### Texto de lectura
-------

No supe que el miedo provoca dolor físico y una espantosa sensación de ahogo hasta que fui madre por primera vez y empecé a pensar en la posibilidad de la muerte de mi hijo (hoy, mis hijos).

Me costó tiempo y mucha resignación aceptar que ese temor me acompañaría ya el resto de mi vida, fueran ellos grandes o chicos. Sin embargo, en esos relatos que nos narramos a nosotros mismos -supongo que para sobrellevarnos con una cierta dignidad o para escapar de nuestras peores pesadillas-, siempre me vi acompañando a mis niños en el fatídico momento, acariciándoles la cabeza, cogiéndoles la mano, susurrándoles al oído.

Nunca contemplé que pudieran morir en soledad o que yo no pudiera recoger sus cuerpos y abrazarlos una última vez.

Cuando el cuerpo de un niño de 6 años fue arrojado inerte por las olas a una playa de Barbate (Cádiz) el pasado 28 de enero, mi primer pensamiento fue para su madre. La madre que lo embarcó junto a ella en una patera, convencida de que esa era la mejor opción para su hijo; porque ninguna madre pondría en riesgo la vida de su hijo si no creyera que lo que le espera siempre será mejor que lo que deja.

-------

### Instrucciones
1. Reescribe el fragmento del texto sobre el miedo de una madre que comienza con las palabras "Me costó tiempo" y acaba con "una última vez.", y sustituye "niños" por "pequeños".
2. Escribe la continuación del texto sobre el miedo de una madre a partir de su última oración.

-------

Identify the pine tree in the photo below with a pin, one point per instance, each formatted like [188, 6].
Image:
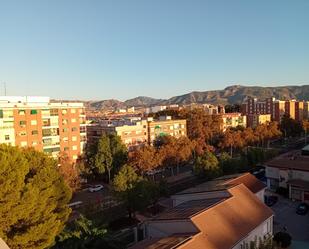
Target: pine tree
[33, 198]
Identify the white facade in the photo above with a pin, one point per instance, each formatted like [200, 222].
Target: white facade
[262, 231]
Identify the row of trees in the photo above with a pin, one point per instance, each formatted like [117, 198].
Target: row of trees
[243, 137]
[166, 152]
[34, 198]
[211, 166]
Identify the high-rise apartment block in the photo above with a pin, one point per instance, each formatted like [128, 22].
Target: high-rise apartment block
[51, 127]
[137, 132]
[276, 108]
[233, 120]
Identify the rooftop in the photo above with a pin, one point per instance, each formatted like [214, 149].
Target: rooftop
[188, 209]
[226, 182]
[172, 241]
[291, 160]
[231, 218]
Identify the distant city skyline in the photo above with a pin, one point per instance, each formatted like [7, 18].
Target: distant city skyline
[107, 50]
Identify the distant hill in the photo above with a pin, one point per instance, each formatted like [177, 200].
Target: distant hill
[230, 95]
[143, 101]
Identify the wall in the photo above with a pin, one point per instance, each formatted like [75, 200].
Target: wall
[156, 229]
[264, 229]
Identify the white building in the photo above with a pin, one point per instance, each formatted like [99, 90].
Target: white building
[227, 216]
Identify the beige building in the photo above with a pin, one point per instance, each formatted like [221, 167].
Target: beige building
[134, 133]
[166, 126]
[253, 120]
[226, 213]
[51, 127]
[233, 120]
[290, 171]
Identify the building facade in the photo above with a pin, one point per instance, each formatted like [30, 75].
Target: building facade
[233, 120]
[199, 217]
[51, 127]
[276, 108]
[166, 126]
[291, 172]
[253, 120]
[135, 133]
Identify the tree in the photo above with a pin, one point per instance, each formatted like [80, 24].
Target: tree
[290, 127]
[227, 164]
[176, 151]
[232, 108]
[207, 165]
[202, 128]
[232, 139]
[69, 171]
[306, 128]
[33, 198]
[145, 158]
[119, 152]
[125, 185]
[283, 239]
[107, 155]
[136, 192]
[82, 234]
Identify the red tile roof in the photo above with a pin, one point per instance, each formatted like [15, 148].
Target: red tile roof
[299, 183]
[227, 223]
[250, 181]
[172, 241]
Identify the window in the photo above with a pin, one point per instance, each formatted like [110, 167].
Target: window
[22, 123]
[21, 112]
[54, 112]
[23, 143]
[34, 122]
[34, 132]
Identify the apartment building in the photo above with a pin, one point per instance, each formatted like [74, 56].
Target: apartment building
[290, 171]
[166, 126]
[132, 134]
[276, 108]
[253, 120]
[137, 132]
[233, 120]
[201, 216]
[51, 127]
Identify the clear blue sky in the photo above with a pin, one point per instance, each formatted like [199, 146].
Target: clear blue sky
[161, 48]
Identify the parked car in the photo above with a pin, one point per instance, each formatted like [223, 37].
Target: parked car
[96, 188]
[270, 200]
[302, 209]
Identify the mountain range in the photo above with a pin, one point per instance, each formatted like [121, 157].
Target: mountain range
[235, 94]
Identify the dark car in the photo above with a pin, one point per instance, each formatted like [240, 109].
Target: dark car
[302, 209]
[270, 200]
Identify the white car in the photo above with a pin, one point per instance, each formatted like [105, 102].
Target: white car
[96, 188]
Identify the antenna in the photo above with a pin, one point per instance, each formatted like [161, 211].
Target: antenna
[4, 88]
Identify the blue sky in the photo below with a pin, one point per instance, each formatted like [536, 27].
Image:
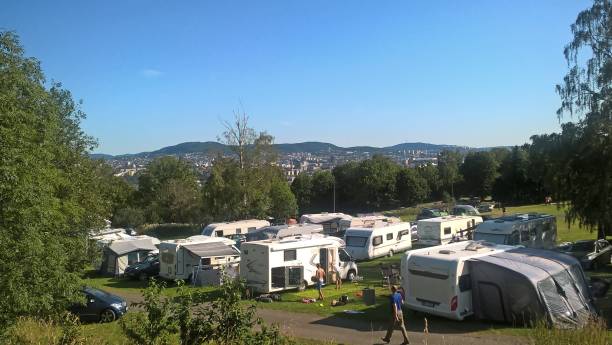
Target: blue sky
[157, 73]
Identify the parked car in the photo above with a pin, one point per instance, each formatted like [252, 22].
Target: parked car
[465, 210]
[486, 207]
[99, 306]
[427, 213]
[592, 254]
[149, 267]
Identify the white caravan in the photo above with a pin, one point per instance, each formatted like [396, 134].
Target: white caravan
[442, 230]
[378, 239]
[231, 229]
[290, 263]
[282, 231]
[179, 259]
[530, 230]
[437, 279]
[333, 223]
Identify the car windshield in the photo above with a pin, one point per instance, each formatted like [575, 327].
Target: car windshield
[356, 241]
[493, 238]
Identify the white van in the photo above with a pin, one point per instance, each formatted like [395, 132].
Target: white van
[530, 230]
[231, 229]
[289, 263]
[437, 279]
[179, 259]
[442, 230]
[379, 239]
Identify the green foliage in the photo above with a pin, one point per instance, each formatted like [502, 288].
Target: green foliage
[157, 324]
[49, 190]
[448, 170]
[479, 171]
[593, 333]
[168, 191]
[411, 187]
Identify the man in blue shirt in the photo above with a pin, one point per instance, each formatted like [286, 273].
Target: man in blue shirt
[397, 317]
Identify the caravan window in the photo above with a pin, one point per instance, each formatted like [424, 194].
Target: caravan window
[356, 241]
[376, 241]
[290, 255]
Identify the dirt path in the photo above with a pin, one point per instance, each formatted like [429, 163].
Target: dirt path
[347, 331]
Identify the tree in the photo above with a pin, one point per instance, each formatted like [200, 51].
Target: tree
[302, 189]
[448, 170]
[479, 170]
[587, 90]
[169, 191]
[411, 187]
[49, 190]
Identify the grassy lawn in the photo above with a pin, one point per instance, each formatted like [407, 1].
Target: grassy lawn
[292, 300]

-------

### Respuestas esperadas
1.
Me costó tiempo y mucha resignación aceptar que ese temor me acompañaría ya el resto de mi vida, fueran ellos grandes o chicos. Sin embargo, en esos relatos que nos narramos a nosotros mismos -supongo que para sobrellevarnos con una cierta dignidad o para escapar de nuestras peores pesadillas-, siempre me vi acompañando a mis pequeños en el fatídico momento, acariciándoles la cabeza, cogiéndoles la mano, susurrándoles al oído.

Nunca contemplé que pudieran morir en soledad o que yo no pudiera recoger sus cuerpos y abrazarlos una última vez.

2.
No he podido quitarme de la cabeza a la madre de Samuel desde aquel día. Pensaba en ella y deseaba que estuviera muerta, porque al intentar ponerme en su piel me costaba discernir qué me resultaría más insoportable: si la propia muerte del niño por ahogamiento en las aguas del Estrecho sin haber podido ayudarle o si pensar en la soledad, fría y cubierta de algas y arena, del cuerpo del pequeño en medio de una playa lejana, primero, y después en una morgue, como un trozo de carne más, sin nadie que le haya tomado la mano ni susurrado al oído aunque él ya no pudiera oírlo ni entender siquiera lo que quien fuera le hubiera dicho.

La madre tiene un nombre: Verónica. Y hace unas horas han encontrado en algún punto de la costa argelina lo que quedaba de su cuerpo casi un mes después del naufragio de la patera.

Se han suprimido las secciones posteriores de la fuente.